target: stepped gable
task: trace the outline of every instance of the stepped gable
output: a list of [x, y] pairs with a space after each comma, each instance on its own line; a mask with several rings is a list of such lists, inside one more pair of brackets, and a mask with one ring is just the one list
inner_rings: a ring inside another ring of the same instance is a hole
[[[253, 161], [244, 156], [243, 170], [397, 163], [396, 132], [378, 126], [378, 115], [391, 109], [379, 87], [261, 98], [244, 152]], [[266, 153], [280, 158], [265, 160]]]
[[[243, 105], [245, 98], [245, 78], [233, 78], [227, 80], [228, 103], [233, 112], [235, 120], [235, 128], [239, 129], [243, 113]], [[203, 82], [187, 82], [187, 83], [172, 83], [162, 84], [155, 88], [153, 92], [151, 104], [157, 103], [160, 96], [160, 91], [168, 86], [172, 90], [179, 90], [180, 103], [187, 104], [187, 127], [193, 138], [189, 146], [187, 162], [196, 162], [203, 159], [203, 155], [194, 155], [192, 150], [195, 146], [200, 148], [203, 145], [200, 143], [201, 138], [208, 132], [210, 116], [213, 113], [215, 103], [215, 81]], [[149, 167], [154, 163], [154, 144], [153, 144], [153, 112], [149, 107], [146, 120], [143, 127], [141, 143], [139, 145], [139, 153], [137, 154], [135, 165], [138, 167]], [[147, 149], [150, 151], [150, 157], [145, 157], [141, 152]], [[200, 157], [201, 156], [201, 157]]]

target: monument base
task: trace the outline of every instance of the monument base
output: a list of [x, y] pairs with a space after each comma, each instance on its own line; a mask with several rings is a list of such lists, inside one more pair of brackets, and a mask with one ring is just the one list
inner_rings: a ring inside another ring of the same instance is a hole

·····

> How to complete this task
Transcribe every record. Match each line exactly.

> Exercise output
target: stepped gable
task: trace the outline of every instance of the stepped gable
output: a list of [x, y] pairs with a space after each comma, each instance on its own line; a mask with several rings is a list of such lists, inside one more pair of brackets, and a mask with one ring is just the one list
inner_rings: a ring inside another ring of the same instance is a hole
[[[253, 161], [244, 156], [243, 170], [397, 163], [396, 132], [378, 126], [378, 115], [391, 109], [379, 87], [261, 98], [244, 152]], [[266, 153], [280, 158], [265, 160]]]
[[[243, 105], [245, 98], [245, 78], [233, 78], [227, 80], [228, 103], [233, 112], [235, 120], [235, 128], [239, 129], [243, 113]], [[203, 82], [187, 82], [187, 83], [172, 83], [162, 84], [155, 88], [153, 92], [151, 104], [157, 103], [160, 96], [160, 91], [168, 86], [172, 90], [179, 90], [180, 103], [187, 104], [187, 127], [193, 138], [189, 146], [187, 162], [196, 162], [203, 159], [203, 155], [194, 155], [192, 150], [195, 146], [200, 148], [203, 145], [200, 143], [201, 138], [208, 132], [210, 116], [213, 113], [215, 103], [215, 81]], [[149, 167], [154, 163], [154, 144], [153, 144], [153, 112], [149, 107], [146, 120], [143, 127], [141, 143], [139, 145], [139, 153], [137, 154], [135, 165], [138, 167]], [[147, 149], [150, 151], [150, 157], [145, 157], [141, 152]], [[200, 157], [201, 156], [201, 157]]]

target: monument base
task: trace the outline of every instance of the monument base
output: a list of [x, y] pairs with a space after each comma, each instance on its own line; a mask with several rings is a list of such lists, inside one more pair of brackets, and a mask with one ring is just the one list
inner_rings: a ring inside another ring of the same instance is a hole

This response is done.